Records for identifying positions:
---

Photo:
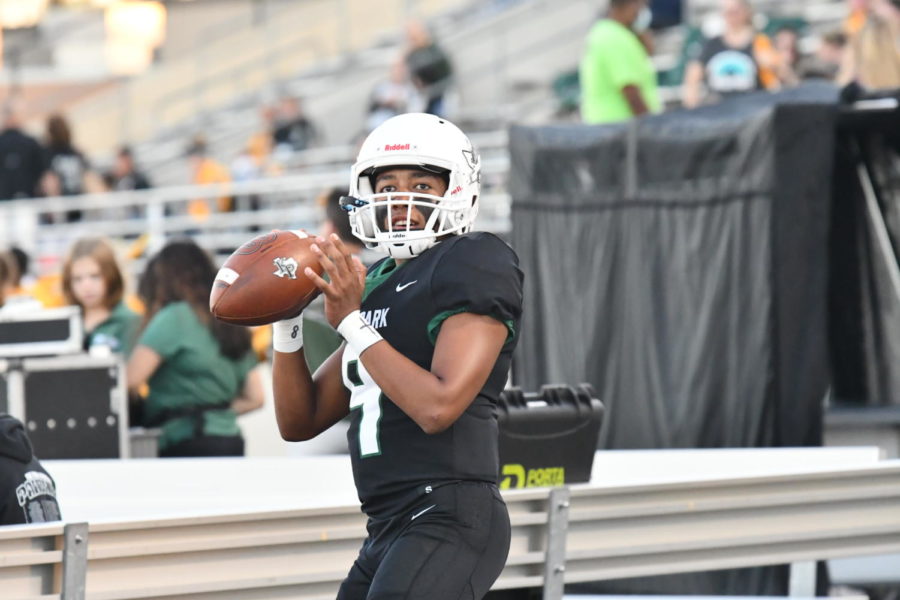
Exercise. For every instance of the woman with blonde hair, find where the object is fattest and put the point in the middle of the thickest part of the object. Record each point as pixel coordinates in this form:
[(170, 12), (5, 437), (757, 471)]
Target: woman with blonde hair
[(92, 279)]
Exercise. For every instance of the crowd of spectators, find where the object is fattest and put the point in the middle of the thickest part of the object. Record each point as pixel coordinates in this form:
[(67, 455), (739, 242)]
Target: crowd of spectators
[(54, 166), (739, 51)]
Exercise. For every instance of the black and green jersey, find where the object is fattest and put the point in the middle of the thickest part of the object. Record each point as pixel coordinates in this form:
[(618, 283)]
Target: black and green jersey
[(394, 461)]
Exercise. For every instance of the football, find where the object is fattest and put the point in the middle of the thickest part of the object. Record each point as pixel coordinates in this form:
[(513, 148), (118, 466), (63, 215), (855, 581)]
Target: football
[(263, 280)]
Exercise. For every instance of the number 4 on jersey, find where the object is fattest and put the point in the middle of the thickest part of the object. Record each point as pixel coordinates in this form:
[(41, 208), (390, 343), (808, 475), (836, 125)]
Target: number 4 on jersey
[(365, 395)]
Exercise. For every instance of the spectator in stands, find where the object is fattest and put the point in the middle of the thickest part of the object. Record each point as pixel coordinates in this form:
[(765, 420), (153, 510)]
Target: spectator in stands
[(429, 69), (827, 60), (68, 171), (738, 61), (786, 42), (200, 371), (618, 81), (124, 175), (294, 131), (872, 58), (204, 171), (5, 279), (93, 280), (390, 97), (857, 14), (21, 157), (27, 491), (14, 297)]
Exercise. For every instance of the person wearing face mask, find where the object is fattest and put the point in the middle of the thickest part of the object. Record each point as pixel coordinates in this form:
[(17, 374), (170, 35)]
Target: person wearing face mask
[(618, 81), (738, 61)]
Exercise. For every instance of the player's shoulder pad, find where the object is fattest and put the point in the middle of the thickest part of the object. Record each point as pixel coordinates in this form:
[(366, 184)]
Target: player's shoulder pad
[(481, 244)]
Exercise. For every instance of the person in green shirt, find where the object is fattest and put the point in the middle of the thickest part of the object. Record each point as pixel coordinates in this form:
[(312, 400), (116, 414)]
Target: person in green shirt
[(618, 81), (200, 371), (92, 279)]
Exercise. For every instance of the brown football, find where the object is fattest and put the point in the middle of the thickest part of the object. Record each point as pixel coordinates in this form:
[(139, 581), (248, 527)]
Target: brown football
[(263, 280)]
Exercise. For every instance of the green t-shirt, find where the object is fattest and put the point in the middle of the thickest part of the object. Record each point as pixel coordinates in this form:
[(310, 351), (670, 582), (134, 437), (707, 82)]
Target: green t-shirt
[(193, 373), (614, 59), (118, 332)]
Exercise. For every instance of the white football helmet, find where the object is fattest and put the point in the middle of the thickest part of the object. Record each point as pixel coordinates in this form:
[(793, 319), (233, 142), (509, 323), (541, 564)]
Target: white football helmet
[(414, 140)]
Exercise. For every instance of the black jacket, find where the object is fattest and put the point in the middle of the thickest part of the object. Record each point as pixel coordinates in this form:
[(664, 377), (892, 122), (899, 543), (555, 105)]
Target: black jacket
[(21, 165), (27, 492)]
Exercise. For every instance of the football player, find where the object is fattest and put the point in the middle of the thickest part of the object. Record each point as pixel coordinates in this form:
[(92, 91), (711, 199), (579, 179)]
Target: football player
[(428, 337)]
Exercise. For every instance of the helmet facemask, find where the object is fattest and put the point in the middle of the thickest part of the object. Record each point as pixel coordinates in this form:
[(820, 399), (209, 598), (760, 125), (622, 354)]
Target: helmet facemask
[(387, 221)]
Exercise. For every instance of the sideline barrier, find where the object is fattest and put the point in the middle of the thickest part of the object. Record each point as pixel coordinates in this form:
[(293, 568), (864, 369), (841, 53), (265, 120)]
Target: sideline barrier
[(612, 532)]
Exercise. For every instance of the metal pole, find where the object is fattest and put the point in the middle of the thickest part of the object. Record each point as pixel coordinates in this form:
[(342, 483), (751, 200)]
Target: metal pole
[(882, 237), (555, 555), (75, 537)]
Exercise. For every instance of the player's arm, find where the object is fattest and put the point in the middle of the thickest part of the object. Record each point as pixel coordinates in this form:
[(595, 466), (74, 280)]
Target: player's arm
[(307, 405), (691, 89), (466, 349)]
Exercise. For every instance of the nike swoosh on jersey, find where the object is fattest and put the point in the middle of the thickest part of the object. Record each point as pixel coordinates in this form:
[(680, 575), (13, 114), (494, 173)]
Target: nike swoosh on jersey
[(421, 512)]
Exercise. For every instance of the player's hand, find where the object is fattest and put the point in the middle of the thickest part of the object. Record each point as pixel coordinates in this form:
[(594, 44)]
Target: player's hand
[(346, 278)]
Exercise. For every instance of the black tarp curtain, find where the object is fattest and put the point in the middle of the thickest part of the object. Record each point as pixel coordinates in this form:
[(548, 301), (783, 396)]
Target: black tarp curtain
[(678, 264), (682, 264)]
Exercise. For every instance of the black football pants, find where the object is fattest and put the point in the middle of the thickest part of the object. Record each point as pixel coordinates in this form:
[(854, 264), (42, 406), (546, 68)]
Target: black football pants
[(451, 545)]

---

### Task directions
Substitute "widest" for "fattest" throughout all the records and write them out again with everything else unchanged, omitting the pictures.

### Response to the task
Photo:
Exercise. For every instance of the woman with blonde hair, find where the object is widest and put the point in the middle of the thickest part of the object. Record each point as pixel coordinates in this form:
[(170, 12), (5, 437), (757, 471)]
Target: woman with blonde hair
[(92, 279)]
Exercise. For every instance of the crowd of spectators, find where the object is widest and put the point in the middle of the thickest part of the object. Record each point as pixel coordinates in this form:
[(67, 455), (739, 242)]
Target: crowd of spectators
[(54, 166), (739, 51)]
Exercise. For every instance of the black and green jersey, find where the object is widest and put the point in the middle of the thickest part of the object. Record each point as pixel coordinates in this form:
[(618, 283)]
Target: black and green jersey
[(394, 461)]
Exercise. For every instance of the football, find where the object is widest and put the point in the middle of the thickest part of the object. Record each point as pixel coordinates in this form:
[(513, 148), (118, 466), (63, 215), (855, 581)]
Target: football
[(263, 280)]
Exercise. For every instance of the number 4 on jersey, find where the object is widest and put the point in the middle of the thickest part of the object. Record each point as pixel coordinates in this form:
[(41, 208), (390, 343), (808, 475), (836, 125)]
Target: number 4 on jersey
[(365, 395)]
Exercise. For every instance of the spectator in stands, find where the object is widest and put the point in the middle of the thickest part of the object. Record each point as pixel coordinates in this form:
[(765, 420), (153, 510)]
Target: spectator in stands
[(429, 69), (827, 60), (68, 171), (738, 61), (786, 42), (200, 371), (618, 81), (124, 175), (294, 131), (872, 58), (204, 171), (5, 279), (93, 280), (390, 97), (857, 14), (21, 157), (27, 491), (14, 297)]
Exercise. For every instance of the person wearing face mask, find where the object is widest and put the point in the middle of the thickest part of the object. Record each point as pixel coordinates in this form:
[(17, 374), (170, 35)]
Target: person wearing face mask
[(618, 81), (738, 61)]
Exercise. For every instance of the player's shoulder pad, find where the object is widest and put the point in the middle of the thickest part of the object. Record each point as pixel coordinates in this form:
[(366, 184)]
Target: player's shoulder pad
[(481, 244)]
Exercise. For every instance of the person in green shirt, find where the object is widest and put the point in the middle of the thickest part of the object. Record each point as pixel coordinates in this form:
[(312, 400), (116, 414)]
Target: person in green shirt
[(618, 81), (200, 371), (92, 279)]
Exercise. For every instance of the brown football, find where the object is widest and put the point in the middle of the thickest part of the object. Record each point as pixel coordinates in this form:
[(139, 581), (248, 527)]
Target: brown football
[(263, 280)]
Exercise. For every instance of the green t-shirt, find where the object is widest and put the point in the middle of the thickest part of the object. Record each point as pixel coordinates in this form:
[(310, 351), (670, 582), (134, 437), (707, 82)]
Target: green t-shirt
[(193, 373), (614, 59), (118, 332)]
Exercise. For every instance of the white football helmet, find where the object is widest and put the point in the middle of the thickest part of the object. Record each point as pixel coordinates in this form:
[(793, 319), (233, 142), (509, 323), (541, 564)]
Target: white football helmet
[(414, 140)]
Exercise. For every instance of the black jacket, find where the object is widest and put the point in the middle of the thickest part of the object. Record each point as pixel coordinates in this form:
[(664, 377), (892, 122), (899, 543), (555, 105)]
Target: black jacket
[(21, 165), (27, 492)]
Exercise. For every instance of the football player, find where the object is widest and put the point in the middle of the thickest part of the object. Record each point as pixel coordinates in this form:
[(92, 91), (711, 199), (579, 179)]
Target: football player
[(428, 337)]
Exercise. For every instance of the helmet facemask, find where the object is widest and put the point in the middle of the thickest part of the object. Record each point as pixel coordinates in this form:
[(820, 399), (209, 598), (760, 125), (622, 354)]
Target: helmet facemask
[(387, 221)]
Exercise. For every instance of the sideline barrier, find where the object is widest and put the point in the middle of the thickest part of the object. Record each point as pixel coordinates in this form:
[(293, 568), (864, 369), (841, 53), (265, 120)]
Target: sideline barrier
[(612, 532)]
Exercise. For every instance of the metal pole, find where the object is widest and put the point in the middle of the thickest part of the object. Record each point as pixel coordinates in this form:
[(342, 483), (751, 200)]
Target: metal pole
[(882, 237), (555, 555), (75, 537)]
Exercise. For every instance of the player's arm, find where the object is widest and put the point in the middle of the thickest part of the object. Record each point as pixel coordinates in this form:
[(595, 466), (74, 280)]
Target: player's arm
[(307, 405), (691, 89), (466, 349)]
Exercise. For every instance of the nike swoosh on jersey, find where the object is widest and put the point in the middle of the thickest part of the object. Record each point as pixel coordinates in this form:
[(680, 575), (13, 114), (494, 173)]
Target: nike swoosh on jersey
[(421, 512)]
Exercise. For every instance of the player's hand, find where the object is widest and put the point in the middle of the thickest part of the object. Record each point as pixel coordinates in this form:
[(594, 44)]
Target: player's hand
[(346, 278)]
Exercise. For every instance of the black tarp curtain, find where the object is widest and put the point in the middle of the thickest part of the object. Record each point as pixel coordinates in this form:
[(548, 301), (783, 396)]
Target: black tarp curtain
[(678, 264), (682, 264)]
Exercise. For every instance of the black football pants, find where the object is widest and put the point in the middle of the thickest part of the object. Record each point as pixel coordinates in this form:
[(854, 264), (42, 406), (546, 68)]
Target: black football pants
[(451, 545)]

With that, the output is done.